Stored data entries:
·····
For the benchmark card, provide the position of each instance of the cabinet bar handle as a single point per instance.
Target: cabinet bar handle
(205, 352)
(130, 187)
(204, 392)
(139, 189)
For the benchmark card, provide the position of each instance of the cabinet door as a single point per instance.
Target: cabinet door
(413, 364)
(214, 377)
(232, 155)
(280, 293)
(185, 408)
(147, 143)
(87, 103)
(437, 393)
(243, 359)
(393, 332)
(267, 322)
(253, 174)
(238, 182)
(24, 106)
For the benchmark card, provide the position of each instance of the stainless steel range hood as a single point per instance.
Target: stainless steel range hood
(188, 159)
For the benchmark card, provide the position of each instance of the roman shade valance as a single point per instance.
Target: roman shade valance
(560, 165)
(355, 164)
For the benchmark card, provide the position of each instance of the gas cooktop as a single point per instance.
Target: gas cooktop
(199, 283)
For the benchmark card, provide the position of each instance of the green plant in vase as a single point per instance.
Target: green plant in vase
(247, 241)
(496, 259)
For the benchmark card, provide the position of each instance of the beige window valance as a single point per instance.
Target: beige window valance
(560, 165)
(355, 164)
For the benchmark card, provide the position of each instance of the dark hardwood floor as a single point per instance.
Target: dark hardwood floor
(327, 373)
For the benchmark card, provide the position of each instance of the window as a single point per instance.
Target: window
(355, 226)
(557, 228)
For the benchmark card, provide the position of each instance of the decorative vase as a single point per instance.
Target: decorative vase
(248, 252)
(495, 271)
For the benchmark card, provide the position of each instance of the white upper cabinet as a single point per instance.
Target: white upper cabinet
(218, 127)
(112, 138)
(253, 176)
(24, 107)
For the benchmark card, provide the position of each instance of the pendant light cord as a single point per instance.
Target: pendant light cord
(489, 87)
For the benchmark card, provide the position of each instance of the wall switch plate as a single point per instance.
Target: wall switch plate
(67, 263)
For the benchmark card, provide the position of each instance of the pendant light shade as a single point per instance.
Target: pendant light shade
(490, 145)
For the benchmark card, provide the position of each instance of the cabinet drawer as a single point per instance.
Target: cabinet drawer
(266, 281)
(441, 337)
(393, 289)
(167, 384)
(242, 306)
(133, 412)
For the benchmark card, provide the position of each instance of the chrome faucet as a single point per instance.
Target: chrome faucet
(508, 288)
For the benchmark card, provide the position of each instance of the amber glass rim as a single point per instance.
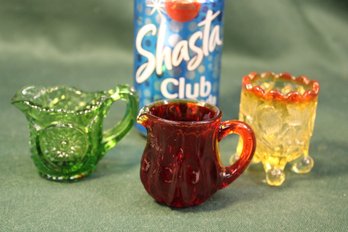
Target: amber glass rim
(310, 94)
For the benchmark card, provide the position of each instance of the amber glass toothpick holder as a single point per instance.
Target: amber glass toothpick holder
(281, 109)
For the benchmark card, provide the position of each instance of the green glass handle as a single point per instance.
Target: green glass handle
(112, 136)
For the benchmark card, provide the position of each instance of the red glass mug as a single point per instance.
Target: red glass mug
(181, 165)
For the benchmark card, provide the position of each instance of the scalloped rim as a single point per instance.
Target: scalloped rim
(32, 104)
(293, 96)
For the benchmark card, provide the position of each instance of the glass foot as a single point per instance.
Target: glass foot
(275, 177)
(303, 165)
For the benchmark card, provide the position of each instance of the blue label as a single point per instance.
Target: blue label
(177, 49)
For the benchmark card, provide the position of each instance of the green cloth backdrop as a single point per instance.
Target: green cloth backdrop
(88, 44)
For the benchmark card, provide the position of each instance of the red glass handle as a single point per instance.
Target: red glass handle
(233, 171)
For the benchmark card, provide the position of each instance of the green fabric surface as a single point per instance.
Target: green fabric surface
(88, 44)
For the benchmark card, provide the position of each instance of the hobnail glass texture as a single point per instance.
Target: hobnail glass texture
(66, 127)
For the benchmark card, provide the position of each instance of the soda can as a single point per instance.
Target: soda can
(177, 49)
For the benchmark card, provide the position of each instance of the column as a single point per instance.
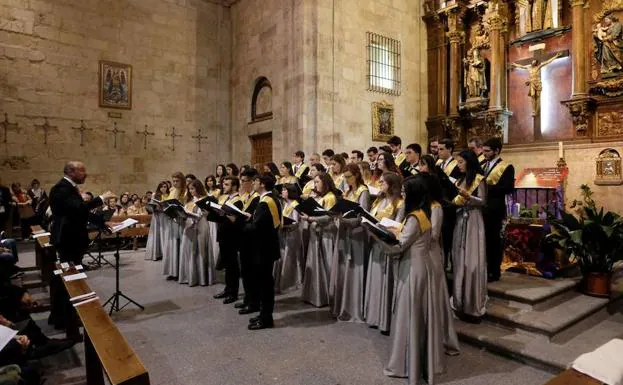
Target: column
(456, 37)
(578, 45)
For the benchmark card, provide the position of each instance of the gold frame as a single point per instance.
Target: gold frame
(128, 70)
(377, 107)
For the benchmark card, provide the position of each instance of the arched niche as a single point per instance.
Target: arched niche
(262, 100)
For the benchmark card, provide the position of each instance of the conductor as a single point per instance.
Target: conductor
(69, 236)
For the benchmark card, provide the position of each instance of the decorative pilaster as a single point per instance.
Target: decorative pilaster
(578, 49)
(581, 110)
(456, 38)
(496, 21)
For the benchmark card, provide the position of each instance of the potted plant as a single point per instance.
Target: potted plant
(594, 240)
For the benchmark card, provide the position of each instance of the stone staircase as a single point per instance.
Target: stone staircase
(544, 323)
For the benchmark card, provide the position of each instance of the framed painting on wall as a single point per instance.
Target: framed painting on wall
(115, 85)
(382, 121)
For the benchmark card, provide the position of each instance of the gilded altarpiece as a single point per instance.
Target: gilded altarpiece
(525, 70)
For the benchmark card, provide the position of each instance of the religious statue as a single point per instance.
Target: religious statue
(475, 80)
(608, 37)
(534, 80)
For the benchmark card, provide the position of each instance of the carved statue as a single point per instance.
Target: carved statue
(608, 37)
(475, 80)
(534, 80)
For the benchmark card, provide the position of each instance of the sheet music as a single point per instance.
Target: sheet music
(232, 206)
(124, 225)
(74, 277)
(6, 335)
(390, 223)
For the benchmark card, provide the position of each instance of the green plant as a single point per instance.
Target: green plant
(594, 240)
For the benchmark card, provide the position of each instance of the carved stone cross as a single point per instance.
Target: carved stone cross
(6, 125)
(82, 129)
(45, 127)
(173, 135)
(115, 131)
(534, 65)
(145, 133)
(199, 138)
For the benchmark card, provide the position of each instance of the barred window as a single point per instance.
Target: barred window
(383, 64)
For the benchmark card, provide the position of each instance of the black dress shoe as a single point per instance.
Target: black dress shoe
(248, 310)
(221, 295)
(261, 324)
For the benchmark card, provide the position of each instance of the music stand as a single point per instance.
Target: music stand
(114, 299)
(98, 221)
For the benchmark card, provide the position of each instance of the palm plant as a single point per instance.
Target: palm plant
(594, 240)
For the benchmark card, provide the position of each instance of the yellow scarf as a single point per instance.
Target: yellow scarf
(459, 200)
(423, 220)
(328, 200)
(309, 187)
(494, 176)
(388, 211)
(301, 170)
(274, 211)
(449, 167)
(289, 208)
(353, 196)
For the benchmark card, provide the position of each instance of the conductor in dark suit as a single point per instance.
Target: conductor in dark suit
(264, 226)
(69, 236)
(70, 214)
(500, 177)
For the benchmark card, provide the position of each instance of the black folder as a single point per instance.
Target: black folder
(381, 232)
(175, 211)
(346, 208)
(311, 208)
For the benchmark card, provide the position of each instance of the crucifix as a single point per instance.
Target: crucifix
(534, 65)
(173, 135)
(145, 133)
(6, 125)
(82, 129)
(45, 127)
(115, 131)
(199, 138)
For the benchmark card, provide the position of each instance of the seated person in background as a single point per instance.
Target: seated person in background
(137, 208)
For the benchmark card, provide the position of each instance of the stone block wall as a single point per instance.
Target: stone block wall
(49, 53)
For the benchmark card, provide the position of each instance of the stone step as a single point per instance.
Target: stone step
(551, 321)
(532, 291)
(538, 350)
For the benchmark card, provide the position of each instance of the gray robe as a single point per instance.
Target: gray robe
(469, 258)
(286, 270)
(380, 280)
(322, 236)
(153, 249)
(415, 350)
(346, 286)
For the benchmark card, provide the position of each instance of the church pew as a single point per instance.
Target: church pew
(105, 348)
(45, 255)
(572, 377)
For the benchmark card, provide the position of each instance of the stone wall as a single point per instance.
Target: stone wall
(344, 104)
(49, 53)
(580, 158)
(314, 54)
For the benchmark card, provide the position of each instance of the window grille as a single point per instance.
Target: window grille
(383, 64)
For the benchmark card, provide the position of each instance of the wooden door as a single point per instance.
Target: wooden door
(261, 148)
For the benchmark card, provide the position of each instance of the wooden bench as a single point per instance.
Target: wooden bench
·····
TASK STATEMENT
Reproduce exactly the line that holds "stone wall as a single point per instance.", then every line after it, ending with the final line of the records above.

TASK OUTPUT
For the benchmark card, provide the position of each instance of the stone wall as a single point per instance.
Target: stone wall
(344, 104)
(49, 53)
(580, 158)
(314, 54)
For the benchmark card, provide the position of each instance of the window grille as a single point per instance.
Target: window grille
(383, 64)
For the benchmark card, provide the position of each instance of the wooden door as a single point per instance.
Target: wooden door
(261, 148)
For the benchmark card, provide the position of each instance of the wooden bench as a single point per instance.
Target: wooden bench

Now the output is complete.